Assigned task 1:
According to the article on Russian-Pakistani ties, what would Russian language classes help Pakistanis do?
Assigned task 2:
Translate this sentence from the article on Russian-Pakistani ties into Spanish: "This facility is envisioned to function as the cornerstone of Russian-Pakistani relations due to its multidimensional purpose in comprehensively serving as the bridge between these two Great Powers’ Eurasian civilizations."
Assigned task 3:
Return everything in the article on Russian-Pakistani ties from "Build A Russian" down to "accelerate economic relations.".

Selected extract:
┏━━

The next logical phase of the Russian-Pakistani rapprochement is the comprehensive expansion of people-to-people ties via the creation of a Russian Friendship Center in Islamabad and other creative outreach initiatives.

The Russian-Pakistani rapprochement is proceeding at a comfortable pace on the state-to-state level, with both Great Powers achieving win-win outcomes in regards to their Afghan peace initiative and transregional energy cooperation, but their recently renewed relations are fast approaching the point where it’ll be necessary to expand them to the crucial realm of people-to-people ties in order to develop the incipient partnership into a strategic one. To that end, it’s suggested that the following interconnected set of proposals be initiated by the Russian side in order to assist with this task:

Build A Russian Friendship Center In Islamabad

Moscow needs to show Pakistanis that Russia serious about its rapprochement with their country, and there’s no better way of doing this than to build a Friendship Center in Islamabad. This facility is envisioned to function as the cornerstone of Russian-Pakistani relations due to its multidimensional purpose in comprehensively serving as the bridge between these two Great Powers’ Eurasian civilizations. There will of course be a cultural wing that’s become the standard in these sorts of institutions, but the center should also importantly include a registrar of Russian and Pakistani businesses in order to better pair one up with the other and therefore accelerate economic relations.

More will be said about the means through which these new partners are expected to trade with one another in the next section, but for now some additional words need to be said about the other suggested features of the Friendship Center.

Apart from its cultural and economic components, it should also include hands-on scientific and technological exhibitions showcasing the most impressive inventions in Russia’s Imperial, Soviet, and post-communist history and the brightest minds behind them, which could thus allow the institution to become a field trip destination for Pakistani students. Speaking of which, the proposed center should also be partnered with Russian and Pakistani universities – or perhaps be accredited as its own with official recognition in both countries – in order to cultivate a new generation of elite to cement the partnership between these two states. Accordingly, Russian language classes could naturally be offered to interested individuals of all ages, which would help Pakistanis communicate with their Central Asian civilizational cousins once CPEC enables their integration with time.

Lastly, a conference center should be built on the premises, too, and it should be understood by Moscow that this Friendship Center isn’t just Russia’s interface with Pakistan, but its de-facto headquarters for engaging all of CPEC’s partners, including its Mideast and African ones who will predictably conduct more of their Chinese-destined trade through this corridor.

┗━━

Referring expression data:
┏━━

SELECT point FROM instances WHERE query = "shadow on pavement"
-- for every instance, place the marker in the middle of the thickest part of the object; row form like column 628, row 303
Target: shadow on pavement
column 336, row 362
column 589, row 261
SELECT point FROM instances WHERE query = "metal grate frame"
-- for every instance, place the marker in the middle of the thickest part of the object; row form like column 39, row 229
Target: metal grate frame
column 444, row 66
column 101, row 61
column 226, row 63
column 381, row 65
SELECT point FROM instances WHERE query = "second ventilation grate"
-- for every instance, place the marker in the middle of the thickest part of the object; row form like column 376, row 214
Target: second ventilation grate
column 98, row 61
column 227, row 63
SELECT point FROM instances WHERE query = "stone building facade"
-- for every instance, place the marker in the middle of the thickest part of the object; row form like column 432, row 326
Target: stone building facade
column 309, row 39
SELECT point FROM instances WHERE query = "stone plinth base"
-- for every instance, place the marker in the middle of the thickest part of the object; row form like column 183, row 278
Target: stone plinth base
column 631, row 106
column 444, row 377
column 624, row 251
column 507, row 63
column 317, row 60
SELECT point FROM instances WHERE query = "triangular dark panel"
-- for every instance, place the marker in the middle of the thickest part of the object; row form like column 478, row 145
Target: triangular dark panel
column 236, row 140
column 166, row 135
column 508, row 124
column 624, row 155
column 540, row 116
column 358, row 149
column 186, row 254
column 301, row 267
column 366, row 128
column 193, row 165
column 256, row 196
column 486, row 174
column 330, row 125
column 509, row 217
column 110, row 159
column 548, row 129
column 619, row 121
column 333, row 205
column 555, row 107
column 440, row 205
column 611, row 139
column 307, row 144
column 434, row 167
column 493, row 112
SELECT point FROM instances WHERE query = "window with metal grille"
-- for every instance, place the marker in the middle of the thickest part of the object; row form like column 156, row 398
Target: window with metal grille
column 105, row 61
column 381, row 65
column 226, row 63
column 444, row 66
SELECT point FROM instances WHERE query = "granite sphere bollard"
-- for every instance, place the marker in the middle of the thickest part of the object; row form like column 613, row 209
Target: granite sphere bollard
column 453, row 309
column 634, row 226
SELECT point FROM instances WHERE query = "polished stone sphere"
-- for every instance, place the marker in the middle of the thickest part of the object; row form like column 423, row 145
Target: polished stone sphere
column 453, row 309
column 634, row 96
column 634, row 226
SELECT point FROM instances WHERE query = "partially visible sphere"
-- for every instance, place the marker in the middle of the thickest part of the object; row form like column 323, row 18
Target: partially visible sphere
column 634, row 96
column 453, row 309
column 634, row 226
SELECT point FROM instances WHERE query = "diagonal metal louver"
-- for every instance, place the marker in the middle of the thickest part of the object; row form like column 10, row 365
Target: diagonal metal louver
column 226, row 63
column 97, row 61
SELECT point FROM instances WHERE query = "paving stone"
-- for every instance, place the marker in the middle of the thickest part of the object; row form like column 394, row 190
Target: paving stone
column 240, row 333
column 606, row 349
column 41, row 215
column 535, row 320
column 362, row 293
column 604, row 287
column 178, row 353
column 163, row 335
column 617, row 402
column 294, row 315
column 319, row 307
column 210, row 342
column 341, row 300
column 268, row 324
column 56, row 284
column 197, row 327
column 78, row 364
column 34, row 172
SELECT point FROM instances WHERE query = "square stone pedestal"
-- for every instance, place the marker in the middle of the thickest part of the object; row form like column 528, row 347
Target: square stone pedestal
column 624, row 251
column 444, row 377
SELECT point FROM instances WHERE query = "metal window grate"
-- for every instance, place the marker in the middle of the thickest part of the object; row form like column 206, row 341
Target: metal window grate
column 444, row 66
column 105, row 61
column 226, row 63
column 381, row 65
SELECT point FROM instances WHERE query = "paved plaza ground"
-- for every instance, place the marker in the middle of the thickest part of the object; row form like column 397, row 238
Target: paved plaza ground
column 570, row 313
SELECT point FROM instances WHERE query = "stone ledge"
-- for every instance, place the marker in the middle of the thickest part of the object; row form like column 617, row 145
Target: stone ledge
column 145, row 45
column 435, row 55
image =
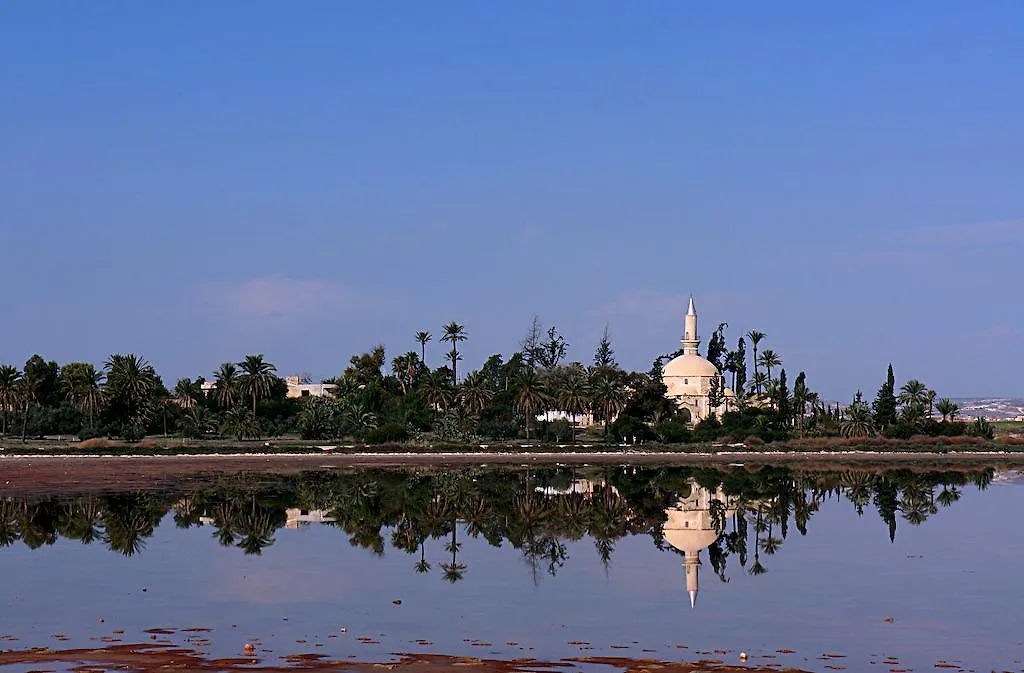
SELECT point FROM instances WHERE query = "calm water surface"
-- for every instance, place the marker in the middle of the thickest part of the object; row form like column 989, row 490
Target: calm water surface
column 550, row 564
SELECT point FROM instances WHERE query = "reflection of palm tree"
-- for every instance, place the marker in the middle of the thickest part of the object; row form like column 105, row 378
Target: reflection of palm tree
column 82, row 520
column 128, row 521
column 423, row 565
column 454, row 571
column 256, row 528
column 224, row 517
column 948, row 496
column 9, row 530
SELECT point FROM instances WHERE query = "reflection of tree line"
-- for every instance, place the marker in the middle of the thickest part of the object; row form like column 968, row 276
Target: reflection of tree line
column 537, row 511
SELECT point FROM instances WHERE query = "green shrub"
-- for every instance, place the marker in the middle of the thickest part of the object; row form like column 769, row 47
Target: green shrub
column 389, row 432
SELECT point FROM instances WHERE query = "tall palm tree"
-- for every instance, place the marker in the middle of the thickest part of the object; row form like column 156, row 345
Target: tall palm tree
column 530, row 397
column 225, row 387
column 756, row 338
column 474, row 393
column 28, row 388
column 945, row 406
column 608, row 394
column 242, row 424
column 423, row 338
column 572, row 394
column 454, row 333
column 187, row 392
column 768, row 360
column 438, row 391
column 82, row 385
column 913, row 393
column 257, row 378
column 131, row 390
column 9, row 377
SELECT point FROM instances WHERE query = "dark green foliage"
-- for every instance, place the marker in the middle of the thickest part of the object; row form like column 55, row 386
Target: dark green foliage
column 648, row 401
column 981, row 428
column 387, row 433
column 885, row 403
column 672, row 431
column 739, row 383
column 604, row 355
column 708, row 430
column 782, row 402
column 716, row 347
column 629, row 428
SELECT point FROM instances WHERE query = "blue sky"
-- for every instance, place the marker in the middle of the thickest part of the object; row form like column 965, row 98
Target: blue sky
column 196, row 181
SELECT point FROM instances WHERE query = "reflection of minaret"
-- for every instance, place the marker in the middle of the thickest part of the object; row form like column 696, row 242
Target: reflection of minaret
column 690, row 339
column 690, row 528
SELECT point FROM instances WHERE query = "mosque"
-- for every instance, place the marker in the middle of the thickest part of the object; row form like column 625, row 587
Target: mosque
column 690, row 528
column 689, row 376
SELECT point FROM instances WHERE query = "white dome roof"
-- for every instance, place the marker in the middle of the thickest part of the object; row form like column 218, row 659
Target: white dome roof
column 689, row 366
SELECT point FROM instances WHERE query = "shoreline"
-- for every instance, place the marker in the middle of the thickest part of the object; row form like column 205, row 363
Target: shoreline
column 64, row 474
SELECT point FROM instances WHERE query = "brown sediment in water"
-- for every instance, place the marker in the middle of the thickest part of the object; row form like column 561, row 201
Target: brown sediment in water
column 145, row 658
column 64, row 474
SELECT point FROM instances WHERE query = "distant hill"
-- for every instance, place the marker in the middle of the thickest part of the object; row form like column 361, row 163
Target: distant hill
column 994, row 409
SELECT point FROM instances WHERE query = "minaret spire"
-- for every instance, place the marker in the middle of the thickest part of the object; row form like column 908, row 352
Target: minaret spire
column 690, row 339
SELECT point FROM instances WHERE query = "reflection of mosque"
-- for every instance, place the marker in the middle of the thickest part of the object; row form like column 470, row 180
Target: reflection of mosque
column 694, row 522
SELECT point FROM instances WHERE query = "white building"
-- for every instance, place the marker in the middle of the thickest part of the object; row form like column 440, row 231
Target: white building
column 689, row 377
column 690, row 528
column 296, row 388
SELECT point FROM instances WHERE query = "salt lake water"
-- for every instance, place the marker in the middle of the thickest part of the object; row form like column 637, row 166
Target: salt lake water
column 838, row 571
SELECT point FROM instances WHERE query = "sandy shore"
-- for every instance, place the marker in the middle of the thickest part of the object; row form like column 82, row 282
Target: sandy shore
column 44, row 474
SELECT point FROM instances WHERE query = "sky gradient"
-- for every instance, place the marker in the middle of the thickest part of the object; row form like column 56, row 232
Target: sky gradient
column 194, row 182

┗━━

Task solution 1:
They would help Pakistanis communicate with their Central Asian civilizational cousins once CPEC enables their integration with time.

Task solution 2:
Se prevé que esta instalación funcione como la piedra angular de las relaciones ruso-paquistaníes debido a su propósito multidimensional de servir de manera integral como puente entre las civilizaciones euroasiáticas de estas dos grandes potencias.

Task solution 3:
Build A Russian Friendship Center In Islamabad

Moscow needs to show Pakistanis that Russia serious about its rapprochement with their country, and there’s no better way of doing this than to build a Friendship Center in Islamabad. This facility is envisioned to function as the cornerstone of Russian-Pakistani relations due to its multidimensional purpose in comprehensively serving as the bridge between these two Great Powers’ Eurasian civilizations. There will of course be a cultural wing that’s become the standard in these sorts of institutions, but the center should also importantly include a registrar of Russian and Pakistani businesses in order to better pair one up with the other and therefore accelerate economic relations.